PARIS, France — The deadly Boeing plane crash in South Korea which killed 179 people on board was initially blamed on a bird collision, a stark reminder of how such incidents are often the cause of aviation accidents around the world.
Officials had initially cited a bird strike as a likely cause of Sunday's crash of the Jeju Air plane, though Seoul said Monday it was conducting a special inspection of all 101 Boeing 737-800s operating in South Korea.
Whatever the cause of Sunday's crash, aviation authorities around the world appear to be recording more bird collision incidents as air traffic grows.
In the United States alone, 17,190 bird strikes were recorded in 2022, according to a database set up by the Federal Aviation Administration (FAA).
That was up 10 percent on 2021's figure, in line with increased air traffic following the Covid-19 pandemic.
Collisions in the United States between wild animals and civil aircraft totalled 291,600 between 1990 and 2023, according to the same records.
In mainland France, the Civil Aviation Authority records 600 each year during commercial flights, though serious incidents represent less than 8 percent of cases on average -- a downward trend in recent years.
◇ ◇ ◇ ◇ ◇ ◇ ◇
* Work to complete: Repeat word for word the stretch of the bird strike article from "That was up" through "in recent years.". The entries that follow were taken from a separate source.

* Referring expression grounding data:
◇ ◇ ◇ ◇ ◇ ◇ ◇
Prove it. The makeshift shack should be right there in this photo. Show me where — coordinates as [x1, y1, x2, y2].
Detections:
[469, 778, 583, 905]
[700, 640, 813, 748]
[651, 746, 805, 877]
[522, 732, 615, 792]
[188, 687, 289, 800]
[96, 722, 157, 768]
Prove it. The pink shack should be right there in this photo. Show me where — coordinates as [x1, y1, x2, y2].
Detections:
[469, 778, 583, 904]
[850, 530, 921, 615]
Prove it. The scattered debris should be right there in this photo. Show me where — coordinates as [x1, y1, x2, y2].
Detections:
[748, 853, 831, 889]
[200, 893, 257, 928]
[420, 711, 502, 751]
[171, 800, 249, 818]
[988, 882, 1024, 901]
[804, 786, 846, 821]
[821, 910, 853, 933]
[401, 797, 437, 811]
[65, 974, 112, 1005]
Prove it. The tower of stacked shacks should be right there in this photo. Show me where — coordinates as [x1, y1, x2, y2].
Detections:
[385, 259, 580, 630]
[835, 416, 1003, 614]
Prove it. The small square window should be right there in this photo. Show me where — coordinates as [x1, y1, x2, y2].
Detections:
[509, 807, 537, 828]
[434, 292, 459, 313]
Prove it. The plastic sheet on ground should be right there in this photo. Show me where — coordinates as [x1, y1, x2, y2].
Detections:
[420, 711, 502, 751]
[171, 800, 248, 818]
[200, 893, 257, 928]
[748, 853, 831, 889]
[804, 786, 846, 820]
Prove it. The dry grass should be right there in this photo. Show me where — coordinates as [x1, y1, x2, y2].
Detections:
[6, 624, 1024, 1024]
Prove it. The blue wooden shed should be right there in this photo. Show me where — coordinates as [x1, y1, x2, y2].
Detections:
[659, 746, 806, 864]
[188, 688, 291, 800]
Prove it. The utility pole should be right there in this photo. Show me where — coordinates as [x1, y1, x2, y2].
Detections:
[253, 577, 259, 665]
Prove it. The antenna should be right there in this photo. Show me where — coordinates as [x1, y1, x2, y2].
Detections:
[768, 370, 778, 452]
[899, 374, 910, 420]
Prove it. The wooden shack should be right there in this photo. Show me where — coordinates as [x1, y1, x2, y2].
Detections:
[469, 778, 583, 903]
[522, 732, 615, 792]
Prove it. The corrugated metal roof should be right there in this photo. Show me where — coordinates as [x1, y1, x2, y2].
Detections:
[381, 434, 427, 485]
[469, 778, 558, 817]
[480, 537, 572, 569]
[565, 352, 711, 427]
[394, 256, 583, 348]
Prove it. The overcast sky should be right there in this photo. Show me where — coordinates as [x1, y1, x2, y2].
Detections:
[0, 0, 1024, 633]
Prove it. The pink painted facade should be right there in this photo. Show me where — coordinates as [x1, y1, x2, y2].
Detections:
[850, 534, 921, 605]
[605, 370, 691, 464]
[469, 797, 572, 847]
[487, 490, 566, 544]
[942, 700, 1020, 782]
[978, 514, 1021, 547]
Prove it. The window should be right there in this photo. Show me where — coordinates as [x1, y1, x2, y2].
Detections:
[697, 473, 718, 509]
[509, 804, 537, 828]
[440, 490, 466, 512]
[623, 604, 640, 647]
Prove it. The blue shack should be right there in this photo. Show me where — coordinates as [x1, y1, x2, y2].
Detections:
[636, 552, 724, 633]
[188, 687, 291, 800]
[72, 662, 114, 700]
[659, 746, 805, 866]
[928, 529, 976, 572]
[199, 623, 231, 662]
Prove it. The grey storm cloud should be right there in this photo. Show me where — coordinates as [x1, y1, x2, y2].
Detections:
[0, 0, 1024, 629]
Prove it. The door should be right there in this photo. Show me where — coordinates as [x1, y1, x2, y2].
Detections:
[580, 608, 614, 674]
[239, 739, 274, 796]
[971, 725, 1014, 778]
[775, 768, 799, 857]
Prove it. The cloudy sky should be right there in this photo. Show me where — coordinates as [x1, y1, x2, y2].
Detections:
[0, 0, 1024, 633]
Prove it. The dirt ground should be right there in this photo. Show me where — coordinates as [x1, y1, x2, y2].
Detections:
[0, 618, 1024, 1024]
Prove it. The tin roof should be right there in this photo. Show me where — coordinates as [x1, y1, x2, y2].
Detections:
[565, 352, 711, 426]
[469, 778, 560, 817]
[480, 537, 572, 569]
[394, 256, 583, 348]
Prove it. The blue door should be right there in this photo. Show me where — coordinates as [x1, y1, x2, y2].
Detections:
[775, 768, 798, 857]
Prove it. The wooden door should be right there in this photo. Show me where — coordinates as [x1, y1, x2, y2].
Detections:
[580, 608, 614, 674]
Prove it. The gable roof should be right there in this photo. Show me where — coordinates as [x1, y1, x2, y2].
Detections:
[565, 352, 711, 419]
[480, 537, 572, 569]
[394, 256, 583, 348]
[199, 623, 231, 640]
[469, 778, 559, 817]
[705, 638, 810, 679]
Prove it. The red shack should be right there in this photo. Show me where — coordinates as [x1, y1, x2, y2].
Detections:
◇ ◇ ◇ ◇ ◇ ◇ ◇
* Result of this exercise:
That was up 10 percent on 2021's figure, in line with increased air traffic following the Covid-19 pandemic.
Collisions in the United States between wild animals and civil aircraft totalled 291,600 between 1990 and 2023, according to the same records.
In mainland France, the Civil Aviation Authority records 600 each year during commercial flights, though serious incidents represent less than 8 percent of cases on average -- a downward trend in recent years.